Wednesday 4th February is the midpoint between the
Winter and Spring solstices. This is a quarter day; there are four of these a
year, one between each of the solstices. In the ancient Celtic calendar this
particular quarter day was called Imbolc; it marked the end of Winter and
beginning of Spring. Imbolc was essentially a festival of fertility that celebrated
the coming of Spring and was first practiced by small farming communities that
settled these islands some 6000 years ago. This celebration fits well with the
rhythm of the land as early February often brings snowdrops and the birth of
the first lambs.
In early Mediaeval times the long-standing pagan
fertility festival of Imbolc began to be appropriated by the Christian church who initiated
St Brigid's day on Ist February. Brigid was an ancient Irish goddess who was of the bringer of Spring, as well as the patroness of smithing, poetry, crafts and medicine. St Brigid was an Irish nun who lived in the 6th
century, she founded a monastery and was said to have performed miracles of
healing.
After the church fused St Brigid with the mythological
Brigid, the saint was able to take on the functions and powers of the pagan
goddess but with some interesting twists. St Brigid became typically portrayed
with a cross woven from reeds (a fertility symbol) and a lamp with a sacred
flame. Importantly, one of the greatest saintly acts of the nun Brigid is said
to have been that she blinded herself to preserve her chastity from the amorous
advances of a nobleman.
I attended a service at St Columba’s in Derry
yesterday, which illustrated the complex interrelationship of the saintly and
pagan myths. The homily described St Bridgid as the harbinger of Spring and new
natural growth. Later, babies that had been born in the past two months were
brought to the altar, blessed and given small crosses woven from reeds. Clearly
the power of this saint was being invoked in relation to fertility (in plants,
animals and humans) but this saint was also a nun who blinded herself to
preserve her chastity (a symbolic inversion of the pagan meaning).
So the contemporary church manages to both
reiterate the pagan meaning and take on its power (the giving of blessings for
fertility) as well as to reverse it, embodying this paganism in a saint who emphasises
the values and rules of the church itself (sacrifice, chastity).
◆ ◆ ◆ ◆ ◆
### Task requirements
Reproduce the text on Imbolc and St Brigid verbatim, from "Wednesday 4th February" up to and including "the first lambs.".

### Provided material
◆ ◆ ◆ ◆ ◆
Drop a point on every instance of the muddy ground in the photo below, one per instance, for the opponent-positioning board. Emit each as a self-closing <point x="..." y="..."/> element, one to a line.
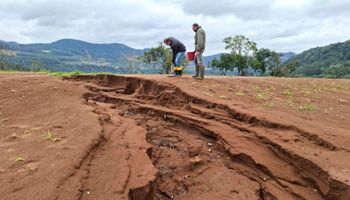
◆ ◆ ◆ ◆ ◆
### Answer section
Wednesday 4th February is the midpoint between the
Winter and Spring solstices. This is a quarter day; there are four of these a
year, one between each of the solstices. In the ancient Celtic calendar this
particular quarter day was called Imbolc; it marked the end of Winter and
beginning of Spring. Imbolc was essentially a festival of fertility that celebrated
the coming of Spring and was first practiced by small farming communities that
settled these islands some 6000 years ago. This celebration fits well with the
rhythm of the land as early February often brings snowdrops and the birth of
the first lambs.